[ENTRIES SUPPLIED]
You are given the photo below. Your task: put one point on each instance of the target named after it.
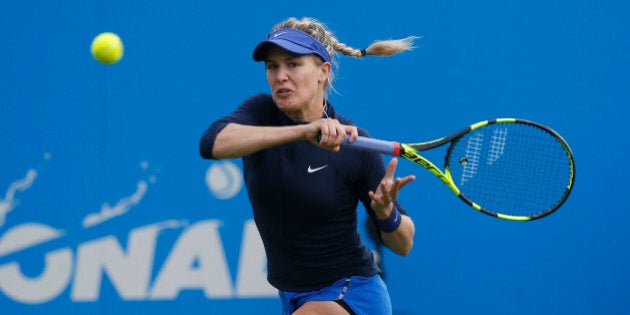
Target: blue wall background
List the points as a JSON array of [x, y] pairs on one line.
[[77, 134]]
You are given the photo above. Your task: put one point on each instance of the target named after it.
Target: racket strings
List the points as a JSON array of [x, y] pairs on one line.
[[515, 169]]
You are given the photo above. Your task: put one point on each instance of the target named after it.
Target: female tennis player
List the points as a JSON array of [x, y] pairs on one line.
[[303, 189]]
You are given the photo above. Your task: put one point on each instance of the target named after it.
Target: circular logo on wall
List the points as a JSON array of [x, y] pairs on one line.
[[224, 179]]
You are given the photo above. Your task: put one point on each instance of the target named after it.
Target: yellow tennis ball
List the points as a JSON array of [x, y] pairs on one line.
[[107, 48]]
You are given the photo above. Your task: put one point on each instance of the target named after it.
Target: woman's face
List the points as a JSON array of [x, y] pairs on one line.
[[297, 83]]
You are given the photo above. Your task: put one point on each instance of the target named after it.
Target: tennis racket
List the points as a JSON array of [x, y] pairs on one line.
[[509, 168]]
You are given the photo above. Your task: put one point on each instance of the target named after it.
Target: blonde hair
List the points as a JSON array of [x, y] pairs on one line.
[[319, 31]]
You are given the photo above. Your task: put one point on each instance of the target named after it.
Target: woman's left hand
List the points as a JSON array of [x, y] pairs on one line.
[[387, 191]]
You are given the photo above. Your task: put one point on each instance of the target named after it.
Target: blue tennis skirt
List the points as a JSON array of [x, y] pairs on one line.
[[364, 295]]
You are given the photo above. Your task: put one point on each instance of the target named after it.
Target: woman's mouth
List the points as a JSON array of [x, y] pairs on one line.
[[283, 92]]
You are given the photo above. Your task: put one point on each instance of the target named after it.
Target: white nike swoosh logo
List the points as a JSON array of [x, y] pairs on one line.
[[313, 170]]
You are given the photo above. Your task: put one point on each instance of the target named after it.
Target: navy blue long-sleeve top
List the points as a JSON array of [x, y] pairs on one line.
[[305, 200]]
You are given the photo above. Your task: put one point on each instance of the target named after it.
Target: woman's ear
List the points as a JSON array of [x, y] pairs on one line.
[[324, 69]]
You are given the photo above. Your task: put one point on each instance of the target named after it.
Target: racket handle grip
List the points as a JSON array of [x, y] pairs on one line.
[[373, 145]]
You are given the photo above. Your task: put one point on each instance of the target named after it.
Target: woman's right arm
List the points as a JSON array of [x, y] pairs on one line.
[[236, 140], [239, 140]]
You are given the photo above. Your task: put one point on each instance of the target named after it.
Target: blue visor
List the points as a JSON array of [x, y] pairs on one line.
[[292, 40]]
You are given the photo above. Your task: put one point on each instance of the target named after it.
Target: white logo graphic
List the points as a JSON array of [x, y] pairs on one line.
[[224, 179], [313, 170], [195, 261]]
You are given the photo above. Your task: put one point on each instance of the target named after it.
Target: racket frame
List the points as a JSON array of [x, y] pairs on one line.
[[412, 151]]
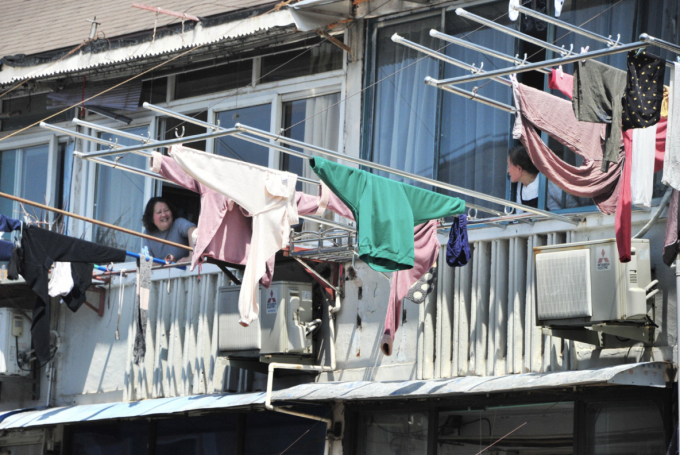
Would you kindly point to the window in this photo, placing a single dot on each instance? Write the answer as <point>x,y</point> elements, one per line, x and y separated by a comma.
<point>188,203</point>
<point>315,121</point>
<point>624,428</point>
<point>322,56</point>
<point>605,21</point>
<point>154,91</point>
<point>270,432</point>
<point>212,435</point>
<point>475,138</point>
<point>122,438</point>
<point>393,433</point>
<point>26,173</point>
<point>256,116</point>
<point>546,428</point>
<point>416,128</point>
<point>404,108</point>
<point>215,79</point>
<point>22,111</point>
<point>119,196</point>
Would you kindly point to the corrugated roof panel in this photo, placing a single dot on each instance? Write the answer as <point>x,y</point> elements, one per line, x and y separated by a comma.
<point>197,36</point>
<point>650,374</point>
<point>105,411</point>
<point>31,27</point>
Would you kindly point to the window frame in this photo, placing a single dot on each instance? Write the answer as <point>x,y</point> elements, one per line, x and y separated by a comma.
<point>369,101</point>
<point>20,144</point>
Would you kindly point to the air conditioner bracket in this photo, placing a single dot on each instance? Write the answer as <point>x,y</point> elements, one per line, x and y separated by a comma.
<point>595,334</point>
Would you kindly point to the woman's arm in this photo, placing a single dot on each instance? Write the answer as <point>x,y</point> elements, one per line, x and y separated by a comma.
<point>190,238</point>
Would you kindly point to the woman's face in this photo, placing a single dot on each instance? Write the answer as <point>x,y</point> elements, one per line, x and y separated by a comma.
<point>515,172</point>
<point>162,216</point>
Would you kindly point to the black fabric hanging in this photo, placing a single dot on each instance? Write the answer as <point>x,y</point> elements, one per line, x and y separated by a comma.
<point>41,248</point>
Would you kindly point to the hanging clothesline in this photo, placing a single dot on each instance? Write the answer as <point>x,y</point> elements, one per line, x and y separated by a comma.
<point>93,221</point>
<point>239,129</point>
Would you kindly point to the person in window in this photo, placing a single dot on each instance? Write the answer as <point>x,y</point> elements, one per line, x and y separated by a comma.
<point>523,172</point>
<point>159,221</point>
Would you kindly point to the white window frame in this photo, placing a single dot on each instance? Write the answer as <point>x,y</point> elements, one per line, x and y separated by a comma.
<point>19,145</point>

[WHAT YOU SHOULD DO] Render every line from the one containing "Would you kindly point to the person" through the last line of the rows as a Markdown table with columns "No." and "Line", numbering each line and leaving out blank ones.

[ANSWER BELOW]
| No. | Line |
|---|---|
| 1 | Would you kindly point to the person in window in this photo, placing a single dot on each instance? Write the answer as <point>x,y</point> elements, one per line, x and y separated by a comma. |
| 2 | <point>523,172</point> |
| 3 | <point>159,221</point> |
| 4 | Would you kindly point to the white window frame in this photo, placing a single dot on each instance? Write the answer as <point>x,y</point> elements, one per line, x and y separated by a comma. |
| 5 | <point>19,145</point> |